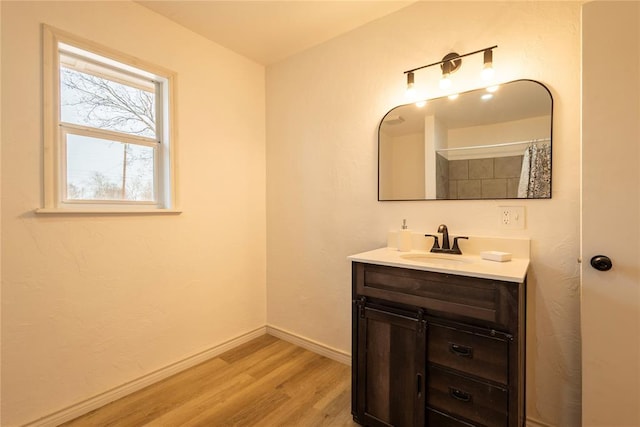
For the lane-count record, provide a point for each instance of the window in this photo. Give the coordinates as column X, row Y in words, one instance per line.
column 107, row 132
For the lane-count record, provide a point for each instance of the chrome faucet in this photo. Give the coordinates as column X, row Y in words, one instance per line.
column 446, row 248
column 445, row 236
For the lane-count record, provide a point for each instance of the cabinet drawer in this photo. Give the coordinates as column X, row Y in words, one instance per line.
column 461, row 396
column 448, row 295
column 438, row 419
column 481, row 355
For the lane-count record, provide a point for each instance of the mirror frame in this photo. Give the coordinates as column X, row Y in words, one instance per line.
column 543, row 86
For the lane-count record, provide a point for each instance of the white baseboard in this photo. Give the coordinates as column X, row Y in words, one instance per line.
column 314, row 346
column 109, row 396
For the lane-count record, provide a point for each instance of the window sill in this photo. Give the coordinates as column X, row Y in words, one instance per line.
column 108, row 211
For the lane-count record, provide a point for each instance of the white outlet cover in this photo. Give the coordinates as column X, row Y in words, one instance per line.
column 512, row 217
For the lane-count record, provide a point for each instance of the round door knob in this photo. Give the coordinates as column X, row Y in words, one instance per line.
column 601, row 262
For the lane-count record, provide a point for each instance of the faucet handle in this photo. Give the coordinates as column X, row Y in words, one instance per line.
column 456, row 248
column 436, row 244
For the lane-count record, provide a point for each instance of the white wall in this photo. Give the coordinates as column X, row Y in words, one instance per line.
column 91, row 302
column 323, row 109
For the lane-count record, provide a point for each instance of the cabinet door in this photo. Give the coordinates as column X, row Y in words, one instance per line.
column 390, row 372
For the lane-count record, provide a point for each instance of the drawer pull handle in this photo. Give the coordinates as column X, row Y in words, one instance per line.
column 461, row 350
column 460, row 395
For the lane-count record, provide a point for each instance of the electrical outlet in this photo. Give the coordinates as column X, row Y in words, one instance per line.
column 512, row 217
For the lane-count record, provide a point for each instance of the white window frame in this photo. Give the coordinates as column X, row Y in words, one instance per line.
column 54, row 161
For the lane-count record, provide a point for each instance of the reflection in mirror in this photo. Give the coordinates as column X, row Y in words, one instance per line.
column 484, row 144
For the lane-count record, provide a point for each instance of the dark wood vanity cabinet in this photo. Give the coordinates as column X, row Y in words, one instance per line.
column 434, row 349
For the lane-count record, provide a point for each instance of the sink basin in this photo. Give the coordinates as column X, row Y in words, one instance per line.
column 437, row 259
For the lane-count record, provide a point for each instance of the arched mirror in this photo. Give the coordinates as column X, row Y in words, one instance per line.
column 492, row 143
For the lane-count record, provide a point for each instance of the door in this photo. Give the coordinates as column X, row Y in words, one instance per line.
column 610, row 307
column 391, row 358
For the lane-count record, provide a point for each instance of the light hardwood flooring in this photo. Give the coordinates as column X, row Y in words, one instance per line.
column 265, row 382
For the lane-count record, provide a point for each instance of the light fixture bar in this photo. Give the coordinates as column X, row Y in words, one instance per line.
column 451, row 59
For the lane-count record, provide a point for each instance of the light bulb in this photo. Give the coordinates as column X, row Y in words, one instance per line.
column 411, row 91
column 487, row 68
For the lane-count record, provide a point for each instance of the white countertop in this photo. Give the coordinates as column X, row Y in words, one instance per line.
column 471, row 265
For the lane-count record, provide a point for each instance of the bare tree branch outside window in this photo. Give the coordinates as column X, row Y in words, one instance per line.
column 99, row 102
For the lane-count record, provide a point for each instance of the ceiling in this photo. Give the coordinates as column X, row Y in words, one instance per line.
column 269, row 31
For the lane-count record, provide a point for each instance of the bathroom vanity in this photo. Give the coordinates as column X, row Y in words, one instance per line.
column 438, row 340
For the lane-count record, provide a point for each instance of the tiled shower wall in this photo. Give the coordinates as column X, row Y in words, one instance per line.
column 494, row 178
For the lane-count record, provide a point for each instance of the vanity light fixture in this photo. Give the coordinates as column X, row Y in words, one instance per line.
column 450, row 64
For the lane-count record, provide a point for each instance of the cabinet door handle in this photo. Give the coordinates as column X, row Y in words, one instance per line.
column 460, row 395
column 461, row 350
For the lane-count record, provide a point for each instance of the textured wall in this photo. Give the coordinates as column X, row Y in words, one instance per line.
column 91, row 302
column 323, row 109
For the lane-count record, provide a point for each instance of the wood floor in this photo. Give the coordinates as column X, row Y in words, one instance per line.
column 265, row 382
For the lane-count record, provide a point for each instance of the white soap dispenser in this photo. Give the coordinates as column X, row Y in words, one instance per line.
column 404, row 238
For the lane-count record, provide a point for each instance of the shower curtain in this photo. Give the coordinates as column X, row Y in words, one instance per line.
column 535, row 178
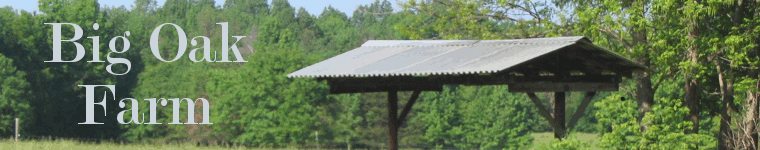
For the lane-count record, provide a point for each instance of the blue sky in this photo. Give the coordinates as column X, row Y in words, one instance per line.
column 313, row 6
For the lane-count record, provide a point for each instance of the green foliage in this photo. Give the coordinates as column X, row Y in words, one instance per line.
column 469, row 117
column 566, row 144
column 14, row 95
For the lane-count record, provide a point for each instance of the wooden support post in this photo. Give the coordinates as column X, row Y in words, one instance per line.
column 580, row 111
column 542, row 110
column 392, row 120
column 407, row 107
column 559, row 114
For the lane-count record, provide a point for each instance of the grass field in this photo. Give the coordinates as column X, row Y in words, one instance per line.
column 5, row 144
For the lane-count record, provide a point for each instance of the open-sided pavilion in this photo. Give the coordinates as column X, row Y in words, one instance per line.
column 558, row 65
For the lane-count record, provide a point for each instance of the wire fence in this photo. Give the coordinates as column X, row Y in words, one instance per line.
column 323, row 144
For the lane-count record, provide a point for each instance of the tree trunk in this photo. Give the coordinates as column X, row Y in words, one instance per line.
column 727, row 98
column 750, row 121
column 644, row 94
column 691, row 88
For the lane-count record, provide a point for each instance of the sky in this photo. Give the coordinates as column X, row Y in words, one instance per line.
column 312, row 6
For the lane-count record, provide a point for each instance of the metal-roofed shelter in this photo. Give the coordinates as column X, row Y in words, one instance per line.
column 557, row 65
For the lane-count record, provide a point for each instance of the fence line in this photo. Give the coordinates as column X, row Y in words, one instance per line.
column 324, row 144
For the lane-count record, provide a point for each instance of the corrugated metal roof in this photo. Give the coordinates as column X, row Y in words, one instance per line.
column 434, row 57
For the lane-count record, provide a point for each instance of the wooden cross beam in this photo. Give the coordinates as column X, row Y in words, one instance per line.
column 557, row 121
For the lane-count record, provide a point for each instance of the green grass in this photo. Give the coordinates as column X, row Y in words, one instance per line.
column 546, row 138
column 6, row 144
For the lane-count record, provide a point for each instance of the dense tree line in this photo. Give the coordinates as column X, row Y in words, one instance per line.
column 702, row 93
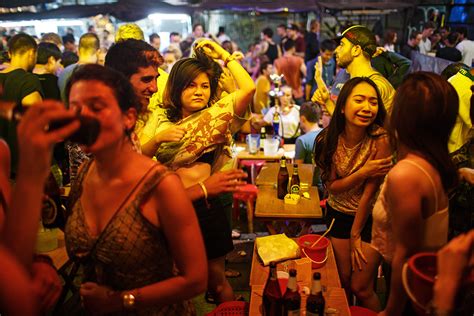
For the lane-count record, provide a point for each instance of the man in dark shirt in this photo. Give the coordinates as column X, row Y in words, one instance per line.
column 450, row 52
column 47, row 65
column 411, row 45
column 19, row 86
column 293, row 34
column 312, row 41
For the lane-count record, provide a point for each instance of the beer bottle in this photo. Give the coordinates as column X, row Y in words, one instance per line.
column 295, row 181
column 292, row 299
column 52, row 211
column 315, row 302
column 272, row 300
column 283, row 178
column 276, row 122
column 263, row 136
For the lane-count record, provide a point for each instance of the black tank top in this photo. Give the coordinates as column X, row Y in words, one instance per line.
column 272, row 52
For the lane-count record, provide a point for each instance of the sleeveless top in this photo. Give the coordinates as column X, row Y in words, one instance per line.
column 272, row 52
column 346, row 161
column 435, row 227
column 130, row 252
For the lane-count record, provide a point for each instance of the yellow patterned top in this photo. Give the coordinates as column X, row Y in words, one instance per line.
column 346, row 161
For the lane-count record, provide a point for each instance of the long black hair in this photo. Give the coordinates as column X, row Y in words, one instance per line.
column 326, row 141
column 182, row 74
column 424, row 112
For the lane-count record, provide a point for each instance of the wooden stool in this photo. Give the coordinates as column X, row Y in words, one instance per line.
column 247, row 194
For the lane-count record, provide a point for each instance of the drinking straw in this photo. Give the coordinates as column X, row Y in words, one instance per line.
column 325, row 233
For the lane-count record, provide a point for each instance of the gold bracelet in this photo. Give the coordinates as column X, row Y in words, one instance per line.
column 204, row 190
column 230, row 58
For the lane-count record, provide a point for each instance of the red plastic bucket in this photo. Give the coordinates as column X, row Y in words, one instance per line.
column 317, row 254
column 418, row 276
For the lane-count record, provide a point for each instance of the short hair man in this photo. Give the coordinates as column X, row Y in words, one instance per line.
column 129, row 30
column 310, row 115
column 412, row 44
column 47, row 65
column 155, row 41
column 139, row 62
column 293, row 33
column 425, row 43
column 326, row 53
column 465, row 46
column 293, row 69
column 449, row 51
column 89, row 45
column 268, row 47
column 19, row 85
column 354, row 53
column 262, row 88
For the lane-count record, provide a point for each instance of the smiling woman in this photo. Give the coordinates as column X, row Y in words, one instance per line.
column 354, row 155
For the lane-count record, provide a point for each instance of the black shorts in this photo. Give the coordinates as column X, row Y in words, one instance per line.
column 215, row 227
column 343, row 225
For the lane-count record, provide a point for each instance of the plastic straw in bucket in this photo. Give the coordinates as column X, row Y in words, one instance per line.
column 325, row 233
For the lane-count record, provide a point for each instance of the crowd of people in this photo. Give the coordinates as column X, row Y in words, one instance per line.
column 148, row 220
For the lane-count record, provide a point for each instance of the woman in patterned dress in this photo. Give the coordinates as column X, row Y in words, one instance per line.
column 353, row 153
column 132, row 225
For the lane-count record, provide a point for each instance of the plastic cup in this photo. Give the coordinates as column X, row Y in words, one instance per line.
column 253, row 143
column 271, row 145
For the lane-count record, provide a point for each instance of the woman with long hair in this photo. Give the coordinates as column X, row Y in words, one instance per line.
column 192, row 103
column 353, row 154
column 413, row 215
column 132, row 225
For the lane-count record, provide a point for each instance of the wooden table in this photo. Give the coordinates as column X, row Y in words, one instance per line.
column 269, row 207
column 287, row 150
column 59, row 255
column 332, row 291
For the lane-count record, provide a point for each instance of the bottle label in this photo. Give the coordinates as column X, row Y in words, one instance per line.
column 295, row 189
column 49, row 211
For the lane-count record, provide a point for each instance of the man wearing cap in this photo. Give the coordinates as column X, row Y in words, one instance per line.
column 354, row 53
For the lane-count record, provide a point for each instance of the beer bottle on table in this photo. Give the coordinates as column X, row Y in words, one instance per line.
column 276, row 123
column 295, row 181
column 52, row 212
column 272, row 300
column 315, row 302
column 263, row 136
column 292, row 299
column 283, row 179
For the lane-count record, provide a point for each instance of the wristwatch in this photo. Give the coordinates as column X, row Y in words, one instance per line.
column 128, row 300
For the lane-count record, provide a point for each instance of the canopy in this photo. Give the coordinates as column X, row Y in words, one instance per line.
column 125, row 10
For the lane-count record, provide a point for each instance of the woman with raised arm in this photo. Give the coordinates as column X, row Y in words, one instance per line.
column 132, row 225
column 203, row 152
column 353, row 154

---

# GIVEN TASK
Copy out the entries above verbatim, starting at the line that contains "of the grass" and stopping after the line that contains "column 691, row 88".

# RESULT FOR THIS TASK
For the lane-count record, provide a point for each instance of the grass field in this photo. Give the coordinates as column X, row Y in words, one instance per line.
column 5, row 144
For the lane-count record, provide a point for each instance of the open-sided pavilion in this photo. Give the coordinates as column X, row Y in words, one instance per line.
column 558, row 65
For the lane-count record, provide a point for each instance of the wire fence in this photo. Give the coordinates as column X, row Y in words, one instance per line.
column 323, row 144
For the lane-count record, provide a point for each instance of the tree trunk in this photo. Give the coordinates as column X, row Y in words, one instance per line.
column 727, row 98
column 750, row 121
column 644, row 94
column 691, row 88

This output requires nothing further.